> [Selected text]

──────

Be like Sweety
An interrogation of 'How I eat alone' that led to an internal turbulence of cooking as a peaceful nook in space and time for me that contradicts with it being posited as a badge of feminine pride.
Let me tell you how I eat alone. I eat alone at home, at restaurants, at airports, and at many other places and time of day and night.
Why do I eat alone? Because I live alone. Why do I live alone? Because work got me here and work brings independence. Is the cost of this freedom and autonomy eating alone? My short answer varies based on my mood, but here is my long answer to the question of how and why I cook and eat alone.
When I first started living alone in Bangkok, a year and a half ago, there were moments of dullness like never before. I did not move for hours. This brand new sting of immobilization came from a lack of a social role. There was no one else to partake in my plans. My plans were mine alone. During my first three months in Bangkok, I was stuck in a place of split uncertainty. ‘Doing things for yourself’ is a way of life that I did not inherit. I believe it is a cultural code absent in women of my world. It occurred to me that much of my being was derived from relationships with others- my role as daughter, sister, friend, housemate, colleague, partner, professional, and pet-parent. Living alone was the beginning of a relationship that was least explored- the one of inwardness. An opportunity that needs a great deal of conviction to go through. Adapting to this way of life has been a journey of a year and a half so far. Eating alone is a slice of it.

When this journey started, the first thing I did was cook for myself. It was not as conscious when it started. It was one of the simpler practices to start with. In Bangkok, I wondrously walked into the supermarket. Thinking back, I started at the supermarket because I had too much time on my hands and I was curious about the city. The supermarket was an easy gateway to learn about the ingredients and supplies available, their cost, and my affordance for things. The supermarket was different from my previous grocery shopping experience in India. Back there, I depended on neighbourhood kirana shops (small grocers) run by Sanju bhaiya for daily groceries and sabjiwale bhaiya for vegetables and fruits. I was also enamored by online grocery ordering for a while because of conveniences like idli/ dosa batter, different kinds of sauces, and some obscure masalas. The stock in Bangkok supermarkets was representative of culinary multiculturalism. Aisles and rows with all kinds of cheese, noodles from Southeast Asia, sauces and jams of many fruits, and from vineyards all over the world. This was all neatly laid out for me to pick and choose. I was quick to notice what I did not find- aata, besan, sooji, spinach and was delighted to get my hands on moong dal and beans, aloo, aam, dhaniya, and jasmine rice.
That’s where it began, at the supermarket, the journey of living and eating alone just for myself, my joy, my sadness, and my whatever mood. There was no one else to absorb the range of emotions that came and went through the day, that could not be communicated over phone calls, that didn’t find immediate recourse but in food. In buying, prepping, cooking, and eating it. The whole nine yards. I spent hours in the supermarket, decoding the Thai labels and numbers with Google Translate. It was simpler to plan a meal and execute it within the comfort of my four walls than to do anything else outside with strangers. I cooked for myself thinking of all the times I cooked before.

──────

> [Supplied records]
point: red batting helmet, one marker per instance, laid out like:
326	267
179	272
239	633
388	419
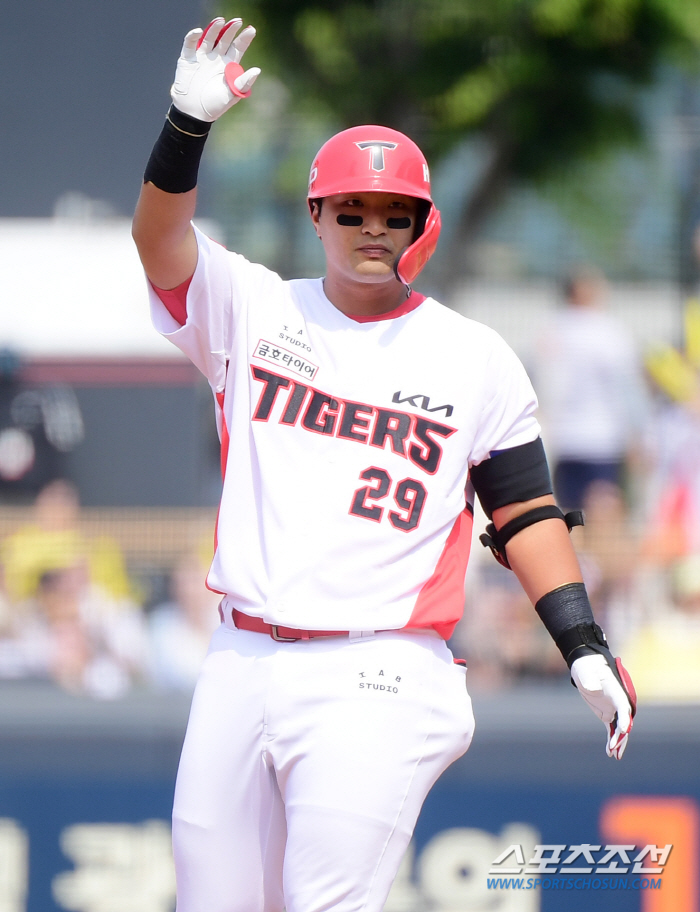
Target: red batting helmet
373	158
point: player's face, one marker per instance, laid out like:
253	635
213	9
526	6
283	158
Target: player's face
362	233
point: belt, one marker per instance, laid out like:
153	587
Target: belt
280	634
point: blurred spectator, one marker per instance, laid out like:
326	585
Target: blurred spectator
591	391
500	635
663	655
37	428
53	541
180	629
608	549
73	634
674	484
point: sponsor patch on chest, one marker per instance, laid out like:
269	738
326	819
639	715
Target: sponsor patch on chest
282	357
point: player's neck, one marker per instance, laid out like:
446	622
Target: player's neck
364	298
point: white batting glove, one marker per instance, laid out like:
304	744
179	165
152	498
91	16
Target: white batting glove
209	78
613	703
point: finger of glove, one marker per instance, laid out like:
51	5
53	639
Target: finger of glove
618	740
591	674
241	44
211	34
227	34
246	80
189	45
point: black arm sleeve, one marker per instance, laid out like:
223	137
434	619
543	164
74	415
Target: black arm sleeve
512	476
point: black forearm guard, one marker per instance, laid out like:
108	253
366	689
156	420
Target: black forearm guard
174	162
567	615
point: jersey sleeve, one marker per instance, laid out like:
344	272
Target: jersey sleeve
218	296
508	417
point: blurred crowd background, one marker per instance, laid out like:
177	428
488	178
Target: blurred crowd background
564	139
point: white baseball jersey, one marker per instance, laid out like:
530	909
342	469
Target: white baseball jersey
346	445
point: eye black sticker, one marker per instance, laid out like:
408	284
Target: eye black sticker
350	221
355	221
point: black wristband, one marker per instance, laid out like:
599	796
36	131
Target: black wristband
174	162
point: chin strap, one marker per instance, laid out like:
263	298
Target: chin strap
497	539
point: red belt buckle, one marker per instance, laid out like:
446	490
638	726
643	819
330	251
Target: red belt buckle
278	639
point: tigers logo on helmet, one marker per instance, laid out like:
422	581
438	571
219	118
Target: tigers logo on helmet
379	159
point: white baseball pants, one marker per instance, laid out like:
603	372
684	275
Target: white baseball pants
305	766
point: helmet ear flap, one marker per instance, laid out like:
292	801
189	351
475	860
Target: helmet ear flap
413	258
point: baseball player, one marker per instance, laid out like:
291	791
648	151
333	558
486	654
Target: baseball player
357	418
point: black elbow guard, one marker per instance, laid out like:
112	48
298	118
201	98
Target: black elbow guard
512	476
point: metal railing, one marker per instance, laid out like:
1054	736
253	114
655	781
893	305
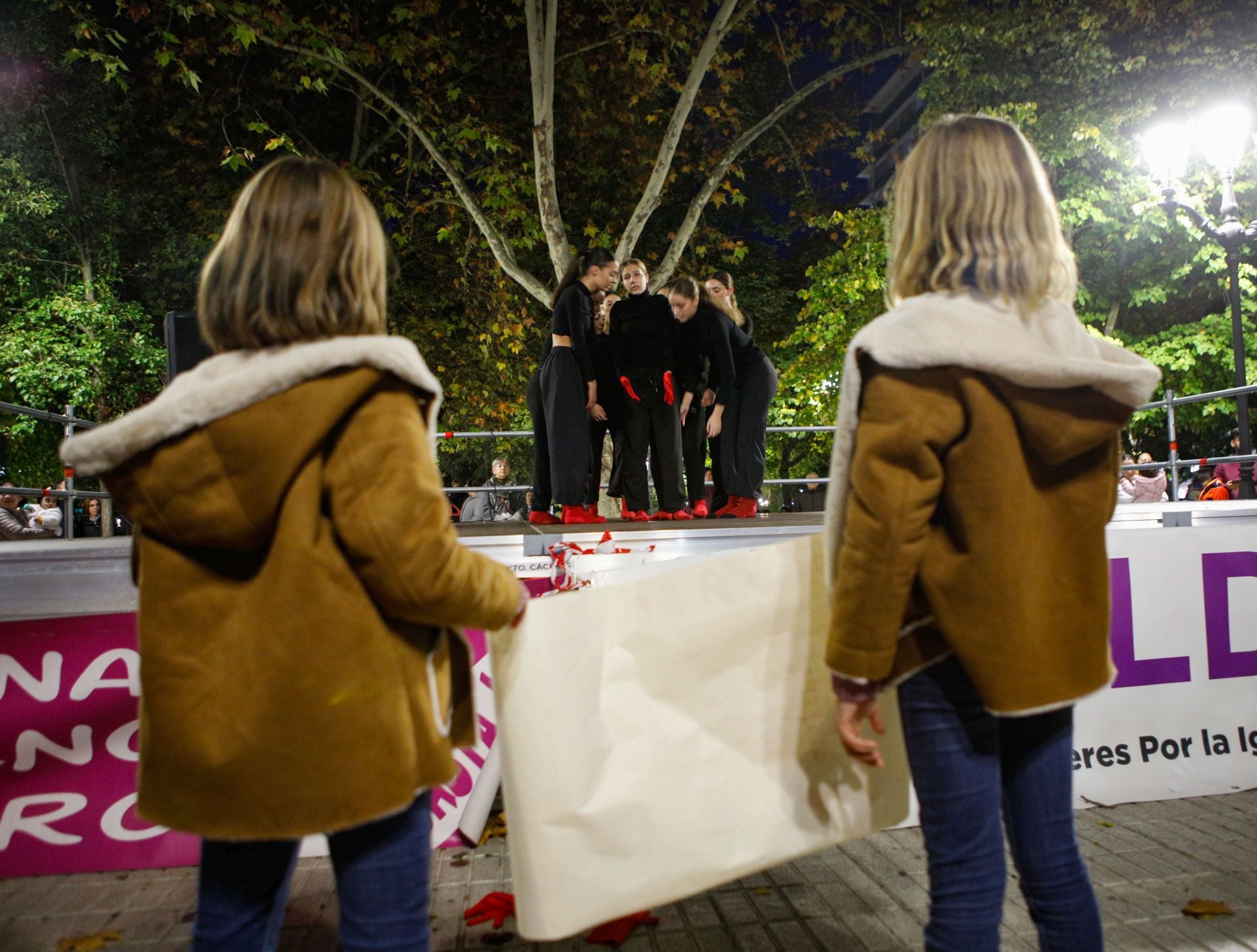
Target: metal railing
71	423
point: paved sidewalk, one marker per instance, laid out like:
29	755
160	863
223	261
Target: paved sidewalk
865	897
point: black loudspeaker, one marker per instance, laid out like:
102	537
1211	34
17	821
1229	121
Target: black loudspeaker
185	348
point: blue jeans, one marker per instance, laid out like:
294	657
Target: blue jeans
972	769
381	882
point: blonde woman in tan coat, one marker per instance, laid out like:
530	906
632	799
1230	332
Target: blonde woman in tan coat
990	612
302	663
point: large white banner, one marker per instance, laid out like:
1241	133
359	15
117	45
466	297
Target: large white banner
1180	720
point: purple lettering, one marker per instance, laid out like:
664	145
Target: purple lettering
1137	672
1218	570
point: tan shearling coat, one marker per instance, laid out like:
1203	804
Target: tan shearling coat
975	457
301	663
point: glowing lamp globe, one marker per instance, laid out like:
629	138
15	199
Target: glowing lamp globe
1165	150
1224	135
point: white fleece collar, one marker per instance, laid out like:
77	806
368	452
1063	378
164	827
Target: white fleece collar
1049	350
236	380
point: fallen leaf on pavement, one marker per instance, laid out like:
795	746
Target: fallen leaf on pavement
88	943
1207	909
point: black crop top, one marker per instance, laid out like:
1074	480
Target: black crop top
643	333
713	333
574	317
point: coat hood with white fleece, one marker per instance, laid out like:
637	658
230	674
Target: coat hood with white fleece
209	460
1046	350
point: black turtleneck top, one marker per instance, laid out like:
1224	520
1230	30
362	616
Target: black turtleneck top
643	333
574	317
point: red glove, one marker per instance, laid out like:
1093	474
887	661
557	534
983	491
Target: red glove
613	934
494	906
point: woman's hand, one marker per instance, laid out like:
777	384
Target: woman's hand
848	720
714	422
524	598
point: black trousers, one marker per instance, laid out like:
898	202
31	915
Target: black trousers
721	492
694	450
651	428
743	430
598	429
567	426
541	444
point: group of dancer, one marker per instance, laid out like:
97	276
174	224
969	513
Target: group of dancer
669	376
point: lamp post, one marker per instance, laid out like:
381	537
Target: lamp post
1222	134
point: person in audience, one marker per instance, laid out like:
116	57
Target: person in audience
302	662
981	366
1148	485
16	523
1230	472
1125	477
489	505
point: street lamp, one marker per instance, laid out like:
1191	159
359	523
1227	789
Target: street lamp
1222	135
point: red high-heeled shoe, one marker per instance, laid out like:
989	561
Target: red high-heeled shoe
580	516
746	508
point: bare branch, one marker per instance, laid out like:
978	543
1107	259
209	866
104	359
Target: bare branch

──────

> [Exercises to complete]
**a)** In the essay on eating alone, what tool did the writer use to decode the Thai labels and numbers at the supermarket?
**b)** Please quote the stretch of the essay on eating alone from "That’s where it" through "I cooked before.".

> [Solution list]
**a)** Google Translate

**b)**
That’s where it began, at the supermarket, the journey of living and eating alone just for myself, my joy, my sadness, and my whatever mood. There was no one else to absorb the range of emotions that came and went through the day, that could not be communicated over phone calls, that didn’t find immediate recourse but in food. In buying, prepping, cooking, and eating it. The whole nine yards. I spent hours in the supermarket, decoding the Thai labels and numbers with Google Translate. It was simpler to plan a meal and execute it within the comfort of my four walls than to do anything else outside with strangers. I cooked for myself thinking of all the times I cooked before.